Prologis has picked up a 251,000-square-foot office and warehouse in Commerce for $50 million.
An affiliate of the San Francisco-based real estate investment trust bought the 13-acre property at 7400 East Slauson Avenue, CoStar News reported. The seller was an affiliate of the Gehr Group, based in Los Angeles.
The Gehr Group, whose divisions include Gehr Industries and Gehr Development, had used the two-story building as an industrial and office hub. The warehouse, built in 1951 at Slauson and Greenwood avenues, is a couple of blocks west of the 5 Freeway.
Prologis, the world’s largest industrial real estate owner, has in the last five years been the second-most active buyer of industrial properties across the Los Angeles region, buying $1.4 billion in industrial real estate, according to CoStar.
The REIT said in a November report that U.S. logistics real estate was experiencing some “cyclical short-term uncertainty.” The firm expects this may be offset by a drop in construction, which could “reintroduce scarcity” to many markets.
The vacancy rate for industrial buildings across greater Los Angeles is 4.6 percent, the highest level in a decade, according to CoStar. A year ago, the vacancy rate was 2.4 percent.
In Commerce, the industrial vacancy rate was 3.9 percent, up from 1.1 percent last year.
Despite high interest rates and the ULA transfer tax in the city of Los Angeles, investors poured big money into industrial properties across Southern California last year. While price growth and rent growth for Los Angeles industrial properties slowed, the average price is $340 per square foot, surpassing the national average, according to Matthews Real Estate Investment Service.
In November 2022, Prologis filed plans to redevelop a former Greyhound bus terminal in Downtown Los Angeles into an 8.3-acre studio production campus at 1716 East 7th Street, in the Arts District.
The REIT has also hit legal headwinds across the Southland.
In June, a group of Los Angeles residents sued Prologis, alleging it was liable for negligent storage of toxic materials after a major fire two years earlier ripped through a warehouse in Carson, leading to chemical runoff and weeks of air pollution.
In March, the Los Angeles County Metropolitan Transportation Authority sued Prologis, alleging the REIT allowed toxic substances to be released from a warehouse near Downtown Los Angeles.

EXERCISE TASKS:
1. In the article on Prologis's Commerce purchase, why does the firm think the "cyclical short-term uncertainty" in U.S. logistics real estate may be offset?
2. Reproduce the article on Prologis's Commerce purchase word for word, starting with "Prologis has picked" and going on through "in Los Angeles.".
3. According to the article on Prologis's Commerce purchase, what is the industrial vacancy rate in Commerce, and what was it last year?

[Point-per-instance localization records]
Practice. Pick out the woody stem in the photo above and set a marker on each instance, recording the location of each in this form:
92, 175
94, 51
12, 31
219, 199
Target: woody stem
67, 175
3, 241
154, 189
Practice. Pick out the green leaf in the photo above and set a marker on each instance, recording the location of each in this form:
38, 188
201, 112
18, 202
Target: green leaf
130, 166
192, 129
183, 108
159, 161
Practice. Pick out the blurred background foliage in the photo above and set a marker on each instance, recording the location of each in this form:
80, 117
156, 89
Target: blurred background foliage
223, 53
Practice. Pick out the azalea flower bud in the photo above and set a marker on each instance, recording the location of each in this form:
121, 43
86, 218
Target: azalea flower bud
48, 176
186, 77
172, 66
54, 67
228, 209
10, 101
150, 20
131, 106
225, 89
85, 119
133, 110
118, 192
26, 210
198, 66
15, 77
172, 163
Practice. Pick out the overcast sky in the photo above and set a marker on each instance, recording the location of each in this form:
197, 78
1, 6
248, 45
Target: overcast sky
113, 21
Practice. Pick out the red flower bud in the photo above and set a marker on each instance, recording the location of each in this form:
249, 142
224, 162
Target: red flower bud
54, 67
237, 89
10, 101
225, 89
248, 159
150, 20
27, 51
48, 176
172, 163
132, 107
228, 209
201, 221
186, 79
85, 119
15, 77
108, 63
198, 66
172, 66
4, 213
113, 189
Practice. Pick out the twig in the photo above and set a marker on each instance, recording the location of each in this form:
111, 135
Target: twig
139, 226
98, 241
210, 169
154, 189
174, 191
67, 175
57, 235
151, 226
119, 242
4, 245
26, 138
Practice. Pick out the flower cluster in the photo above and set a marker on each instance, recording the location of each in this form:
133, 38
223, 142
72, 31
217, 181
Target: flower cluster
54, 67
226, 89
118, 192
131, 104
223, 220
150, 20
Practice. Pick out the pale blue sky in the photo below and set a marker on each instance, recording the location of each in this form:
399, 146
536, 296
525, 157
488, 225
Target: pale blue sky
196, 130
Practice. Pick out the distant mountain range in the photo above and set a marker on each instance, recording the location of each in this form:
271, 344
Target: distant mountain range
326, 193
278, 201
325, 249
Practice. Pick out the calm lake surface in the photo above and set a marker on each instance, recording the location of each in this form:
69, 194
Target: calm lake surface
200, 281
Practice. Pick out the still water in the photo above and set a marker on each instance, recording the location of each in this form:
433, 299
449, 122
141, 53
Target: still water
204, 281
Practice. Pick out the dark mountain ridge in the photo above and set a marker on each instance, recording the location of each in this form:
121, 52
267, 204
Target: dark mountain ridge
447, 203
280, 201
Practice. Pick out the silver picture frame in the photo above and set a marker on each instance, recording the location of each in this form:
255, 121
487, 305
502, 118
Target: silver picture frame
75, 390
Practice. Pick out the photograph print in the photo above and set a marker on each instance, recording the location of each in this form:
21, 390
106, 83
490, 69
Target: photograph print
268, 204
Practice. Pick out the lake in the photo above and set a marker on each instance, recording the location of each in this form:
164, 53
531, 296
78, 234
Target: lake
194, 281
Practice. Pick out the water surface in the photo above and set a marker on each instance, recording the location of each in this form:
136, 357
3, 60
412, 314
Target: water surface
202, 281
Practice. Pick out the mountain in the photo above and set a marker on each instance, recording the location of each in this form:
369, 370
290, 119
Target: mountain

RESULTS IN ORDER:
1. Prologis expects the uncertainty may be offset by a drop in construction. That drop could "reintroduce scarcity" to many markets.

2.
Prologis has picked up a 251,000-square-foot office and warehouse in Commerce for $50 million.
An affiliate of the San Francisco-based real estate investment trust bought the 13-acre property at 7400 East Slauson Avenue, CoStar News reported. The seller was an affiliate of the Gehr Group, based in Los Angeles.

3. It is 3.9 percent, up from 1.1 percent last year.